● Some data

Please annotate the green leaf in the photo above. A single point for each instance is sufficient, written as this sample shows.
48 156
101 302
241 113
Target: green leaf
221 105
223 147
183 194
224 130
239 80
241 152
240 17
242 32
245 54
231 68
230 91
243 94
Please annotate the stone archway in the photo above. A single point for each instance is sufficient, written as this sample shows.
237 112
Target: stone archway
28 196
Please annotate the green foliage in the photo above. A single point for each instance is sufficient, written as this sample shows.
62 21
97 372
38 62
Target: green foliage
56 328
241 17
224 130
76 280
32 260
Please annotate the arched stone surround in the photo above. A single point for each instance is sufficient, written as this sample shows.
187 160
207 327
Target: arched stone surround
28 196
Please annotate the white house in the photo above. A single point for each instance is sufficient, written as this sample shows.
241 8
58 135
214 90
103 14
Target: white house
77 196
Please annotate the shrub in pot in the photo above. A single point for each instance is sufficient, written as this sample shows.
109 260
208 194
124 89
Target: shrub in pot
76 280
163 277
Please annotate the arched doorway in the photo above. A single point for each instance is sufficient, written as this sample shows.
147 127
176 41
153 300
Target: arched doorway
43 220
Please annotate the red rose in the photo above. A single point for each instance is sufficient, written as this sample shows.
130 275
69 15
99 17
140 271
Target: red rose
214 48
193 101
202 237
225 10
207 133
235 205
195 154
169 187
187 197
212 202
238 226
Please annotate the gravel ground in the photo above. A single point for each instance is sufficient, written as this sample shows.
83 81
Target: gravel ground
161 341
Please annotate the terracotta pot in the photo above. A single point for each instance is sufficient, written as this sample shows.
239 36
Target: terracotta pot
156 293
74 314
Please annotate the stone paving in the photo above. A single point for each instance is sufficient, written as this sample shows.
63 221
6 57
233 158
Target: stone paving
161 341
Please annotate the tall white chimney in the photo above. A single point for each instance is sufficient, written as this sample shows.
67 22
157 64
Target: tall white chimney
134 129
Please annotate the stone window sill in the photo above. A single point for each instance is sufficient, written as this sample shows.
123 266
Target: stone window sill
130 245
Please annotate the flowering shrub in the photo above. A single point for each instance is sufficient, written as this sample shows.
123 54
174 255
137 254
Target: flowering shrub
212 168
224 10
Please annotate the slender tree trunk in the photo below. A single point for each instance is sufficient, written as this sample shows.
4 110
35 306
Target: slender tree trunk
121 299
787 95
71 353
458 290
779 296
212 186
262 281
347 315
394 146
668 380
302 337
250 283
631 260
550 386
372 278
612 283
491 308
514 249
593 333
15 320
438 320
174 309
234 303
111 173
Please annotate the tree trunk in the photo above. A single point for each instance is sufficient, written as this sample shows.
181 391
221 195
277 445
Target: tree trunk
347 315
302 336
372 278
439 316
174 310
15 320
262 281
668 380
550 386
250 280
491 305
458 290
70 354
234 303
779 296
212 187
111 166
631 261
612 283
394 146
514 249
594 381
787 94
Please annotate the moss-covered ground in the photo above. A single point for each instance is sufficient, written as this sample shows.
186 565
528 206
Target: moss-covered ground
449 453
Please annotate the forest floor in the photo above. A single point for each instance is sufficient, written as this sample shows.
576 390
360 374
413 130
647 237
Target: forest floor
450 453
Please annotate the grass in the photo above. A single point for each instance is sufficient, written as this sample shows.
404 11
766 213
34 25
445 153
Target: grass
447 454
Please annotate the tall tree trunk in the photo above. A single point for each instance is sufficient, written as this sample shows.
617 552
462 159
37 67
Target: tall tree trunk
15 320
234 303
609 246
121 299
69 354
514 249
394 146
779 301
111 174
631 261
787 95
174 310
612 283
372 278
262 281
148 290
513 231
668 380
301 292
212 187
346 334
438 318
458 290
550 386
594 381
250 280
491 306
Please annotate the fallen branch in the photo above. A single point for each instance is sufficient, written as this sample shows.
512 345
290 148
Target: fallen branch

● INSTRUCTION
Copy out all of the data above line for line, without changing anything.

● WRITTEN SOLUTION
Please annotate the green leaf in the photo above. A single point for each instance is sufficient, written as this sample shows.
48 156
101 302
241 113
Target: green leaf
221 105
223 147
183 194
224 130
239 80
241 152
240 17
242 32
245 54
231 68
230 91
243 94
Please annotate the stone archway in the photo above. A single point for each instance is sufficient, written as this sample shows.
237 112
Target: stone archway
28 196
Please annotate the green foliage in the photo above. A single point for each instance is sufficient, written as this sample shows.
62 21
97 372
38 62
Target: green foliage
56 328
241 17
224 130
76 280
32 260
Please annotate the arched stone surround in the photo above. A single point for each instance is sufficient, written as this sample shows.
187 160
207 327
Target: arched stone surround
28 196
Please annotate the white house in the photo above. A single point for each instance is sufficient, written as this sample shows.
241 8
58 135
214 90
103 14
Target: white house
77 196
Please annotate the shrub in pot in the photo above. A single point for each instance is sufficient, written as this sample shows.
109 260
208 194
124 89
Target: shrub in pot
76 280
163 277
Please annotate the arched doorway in the photo above. A single point for each instance is sufficient, written as this sample shows.
147 127
176 41
153 300
Target: arched doorway
43 220
Please annotate the red rose in the photo above. A single point for each instance is sufficient, written as this sample shows.
130 275
69 15
99 17
140 271
Target: red rose
214 48
193 101
202 237
225 10
207 133
235 205
195 154
169 187
187 197
212 202
238 226
Please annotate the gravel ground in the photo above. A single point for each instance is sufficient, written as this sample shows.
83 81
Target: gravel ground
161 341
Please annotate the terracotta pot in the photo above. A single point for each instance is sufficient, written as this sample shows.
239 36
Target: terracotta pot
156 293
74 314
Please annotate the stone paving in the photo above. A single point for each instance is sufficient, written as this sample shows.
63 221
6 57
233 158
Target: stone paving
161 341
Please annotate the tall white chimney in the photo above. A single point for each instance is sufficient, written as this sample shows.
67 22
157 64
Target: tall white chimney
134 129
Please annotate the stone window sill in the photo above. A single point for each instance is sufficient, written as this sample shows.
123 266
Target: stone window sill
130 245
Please annotate the flowering shrub in the photo above. A single point for each instance is sufficient, written as this sample shows.
123 54
174 255
137 254
Target: flowering shrub
212 168
224 10
Please annotate the slender tree trunk in the photo below. A single point for each instance is sufficient, written as this sample shows.
4 110
35 306
Target: slender tree trunk
121 299
787 95
71 353
458 290
779 296
212 186
262 281
347 315
394 146
668 380
302 337
250 283
631 260
550 386
372 278
612 283
491 308
514 249
593 333
15 320
438 320
174 309
234 303
111 173
Please annotate the tree trunk in the photo above. A single point for each instance is sufficient, written as this sample shows.
181 391
221 195
277 445
Target: tree trunk
347 315
302 336
372 278
439 316
174 310
15 320
262 281
668 380
550 386
250 280
491 305
458 290
70 354
234 303
779 296
212 187
111 166
631 261
612 283
394 146
514 249
594 381
787 94
Please annotate the moss-covered ground in the photo above. A single point for each instance is sufficient, written as this sample shows.
186 565
528 206
Target: moss-covered ground
449 453
Please annotate the forest floor in the photo above. A single point for each instance is sufficient, written as this sample shows.
576 390
360 374
413 130
647 237
Target: forest floor
450 453
Please annotate the grass in the photo above. A single point for each instance is sufficient, written as this sample shows.
404 11
766 213
34 25
445 153
Target: grass
447 454
Please annotate the tall tree trunk in the photo above. A single point for each instance is sufficient, written as this sample shows.
617 552
462 159
37 67
Target: tall tree trunk
15 320
234 303
609 246
121 299
69 354
514 249
394 146
779 301
111 174
631 261
787 95
174 310
612 283
372 278
262 281
148 290
513 231
668 380
301 292
212 187
346 334
438 318
458 290
550 386
594 381
250 280
491 306
Please annotate the fallen branch in the photo above. A single point for each instance is sufficient, written as this sample shows.
512 345
290 148
Target: fallen branch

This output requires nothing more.